_Short task_. Render everything from the line containing "Task: the pointer indicates each instance of the waterfall" down to the line containing "[[280, 171]]" as a Markdown table with the columns Row and Line. Number each row and leave out blank lines.

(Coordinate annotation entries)

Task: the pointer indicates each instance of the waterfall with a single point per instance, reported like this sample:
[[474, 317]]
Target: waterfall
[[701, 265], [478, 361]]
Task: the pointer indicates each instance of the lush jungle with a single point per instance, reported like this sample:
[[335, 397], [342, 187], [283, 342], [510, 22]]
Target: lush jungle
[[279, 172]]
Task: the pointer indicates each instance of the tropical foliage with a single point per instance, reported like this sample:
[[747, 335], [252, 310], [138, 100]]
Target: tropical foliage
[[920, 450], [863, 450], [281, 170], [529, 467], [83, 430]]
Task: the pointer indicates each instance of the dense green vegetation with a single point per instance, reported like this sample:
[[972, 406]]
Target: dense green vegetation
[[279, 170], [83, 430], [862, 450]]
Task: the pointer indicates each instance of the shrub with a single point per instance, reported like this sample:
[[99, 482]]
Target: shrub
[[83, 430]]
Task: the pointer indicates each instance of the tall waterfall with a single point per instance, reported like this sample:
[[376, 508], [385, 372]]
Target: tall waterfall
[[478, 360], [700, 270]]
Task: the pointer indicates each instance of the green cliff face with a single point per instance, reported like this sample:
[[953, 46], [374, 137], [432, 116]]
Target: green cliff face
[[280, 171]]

--

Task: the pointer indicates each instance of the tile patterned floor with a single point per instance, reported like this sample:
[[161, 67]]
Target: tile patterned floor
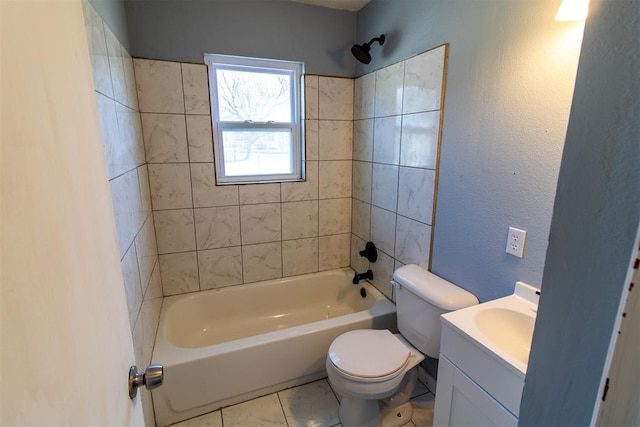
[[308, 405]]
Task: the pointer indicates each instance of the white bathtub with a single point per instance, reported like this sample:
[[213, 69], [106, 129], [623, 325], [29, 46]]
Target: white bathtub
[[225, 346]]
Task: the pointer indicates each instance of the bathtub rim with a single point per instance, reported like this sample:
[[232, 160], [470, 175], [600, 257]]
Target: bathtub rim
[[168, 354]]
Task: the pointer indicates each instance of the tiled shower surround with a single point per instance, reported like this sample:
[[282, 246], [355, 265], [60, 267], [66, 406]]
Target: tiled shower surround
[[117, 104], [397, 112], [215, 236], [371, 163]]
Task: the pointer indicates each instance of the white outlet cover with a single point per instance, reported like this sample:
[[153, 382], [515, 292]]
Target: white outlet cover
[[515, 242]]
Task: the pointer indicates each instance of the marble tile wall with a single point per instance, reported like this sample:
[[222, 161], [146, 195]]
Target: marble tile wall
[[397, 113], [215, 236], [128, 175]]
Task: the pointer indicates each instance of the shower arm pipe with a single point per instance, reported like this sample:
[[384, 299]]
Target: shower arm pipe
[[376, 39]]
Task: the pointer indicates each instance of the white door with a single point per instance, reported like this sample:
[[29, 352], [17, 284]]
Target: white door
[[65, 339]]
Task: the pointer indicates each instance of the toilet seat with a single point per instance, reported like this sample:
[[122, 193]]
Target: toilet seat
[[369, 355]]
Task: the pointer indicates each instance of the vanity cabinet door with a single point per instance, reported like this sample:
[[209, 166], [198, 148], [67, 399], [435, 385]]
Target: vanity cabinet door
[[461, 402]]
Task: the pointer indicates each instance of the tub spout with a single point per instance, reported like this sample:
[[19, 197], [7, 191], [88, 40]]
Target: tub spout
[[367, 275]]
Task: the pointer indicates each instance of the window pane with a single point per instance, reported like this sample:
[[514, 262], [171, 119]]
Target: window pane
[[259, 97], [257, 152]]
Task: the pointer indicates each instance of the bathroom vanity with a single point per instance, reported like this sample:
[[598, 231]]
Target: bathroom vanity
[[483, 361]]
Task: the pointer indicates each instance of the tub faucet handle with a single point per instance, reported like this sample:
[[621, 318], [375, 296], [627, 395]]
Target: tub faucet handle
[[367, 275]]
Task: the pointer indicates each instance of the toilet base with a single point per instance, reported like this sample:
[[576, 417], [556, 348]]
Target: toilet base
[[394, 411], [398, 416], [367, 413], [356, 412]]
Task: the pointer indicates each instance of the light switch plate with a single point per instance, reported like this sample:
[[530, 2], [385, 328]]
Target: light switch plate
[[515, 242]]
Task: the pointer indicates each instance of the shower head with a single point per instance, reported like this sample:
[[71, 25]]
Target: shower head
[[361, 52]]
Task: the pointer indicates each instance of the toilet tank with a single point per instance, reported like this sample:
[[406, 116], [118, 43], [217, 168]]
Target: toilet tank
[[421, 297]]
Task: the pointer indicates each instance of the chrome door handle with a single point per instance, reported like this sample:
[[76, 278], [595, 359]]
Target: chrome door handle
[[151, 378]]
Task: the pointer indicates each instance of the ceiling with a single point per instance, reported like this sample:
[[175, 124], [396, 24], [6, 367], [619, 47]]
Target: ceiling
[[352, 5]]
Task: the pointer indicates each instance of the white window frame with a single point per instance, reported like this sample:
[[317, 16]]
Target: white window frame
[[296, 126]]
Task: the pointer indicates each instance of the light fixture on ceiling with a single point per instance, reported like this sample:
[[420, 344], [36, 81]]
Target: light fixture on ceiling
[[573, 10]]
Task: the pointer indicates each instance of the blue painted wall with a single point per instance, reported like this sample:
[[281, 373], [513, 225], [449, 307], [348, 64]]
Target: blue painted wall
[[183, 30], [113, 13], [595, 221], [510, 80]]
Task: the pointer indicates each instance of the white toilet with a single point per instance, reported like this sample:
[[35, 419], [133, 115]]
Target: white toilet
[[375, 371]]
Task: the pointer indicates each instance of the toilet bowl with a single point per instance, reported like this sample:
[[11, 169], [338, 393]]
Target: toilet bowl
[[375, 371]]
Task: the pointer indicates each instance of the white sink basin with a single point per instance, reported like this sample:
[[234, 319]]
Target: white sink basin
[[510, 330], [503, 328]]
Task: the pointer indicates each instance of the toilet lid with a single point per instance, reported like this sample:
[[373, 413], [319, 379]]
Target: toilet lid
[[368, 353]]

_The output_.
| Row | Line |
|---|---|
| 1 | Task: the pointer indicates each instance of the waterfall with a single point per instance, reported like this sample: |
| 2 | [[474, 317]] |
| 3 | Target: waterfall |
| 4 | [[701, 265], [478, 361]] |
| 5 | Task: the pointer indicates each instance of the lush jungle with a single point per instance, reported like this sample: |
| 6 | [[335, 397], [342, 187], [283, 342], [510, 22]] |
| 7 | Target: lush jungle |
| 8 | [[279, 172]] |
| 9 | Task: the pointer indicates each instance of the tropical foliage with a single point per instance, reported like this sample: |
| 10 | [[747, 335], [252, 310], [138, 100]] |
| 11 | Target: tropical foliage |
| 12 | [[920, 450], [863, 450], [281, 170], [529, 467], [83, 430]] |
| 13 | Task: the pointer indicates each instance of the dense green vegetation with a single point per instance, reported like this sample: |
| 14 | [[972, 406]] |
| 15 | Target: dense green vegetation |
| 16 | [[279, 170], [83, 430], [862, 450]] |
| 17 | Task: the pointer indicates each instance of the shrub with a single point per instance, reported like this sample: |
| 18 | [[99, 482]] |
| 19 | Target: shrub |
| 20 | [[83, 430]] |
| 21 | Task: the pointer indicates each instance of the tall waterfall with a single point per instance, reported like this sample: |
| 22 | [[376, 508], [385, 372]] |
| 23 | Target: tall waterfall |
| 24 | [[478, 360], [700, 270]] |
| 25 | Task: the pointer indicates each instance of the green cliff face with a single point per instance, reported like this sample: |
| 26 | [[953, 46], [374, 137], [432, 116]] |
| 27 | Target: green cliff face |
| 28 | [[280, 171]] |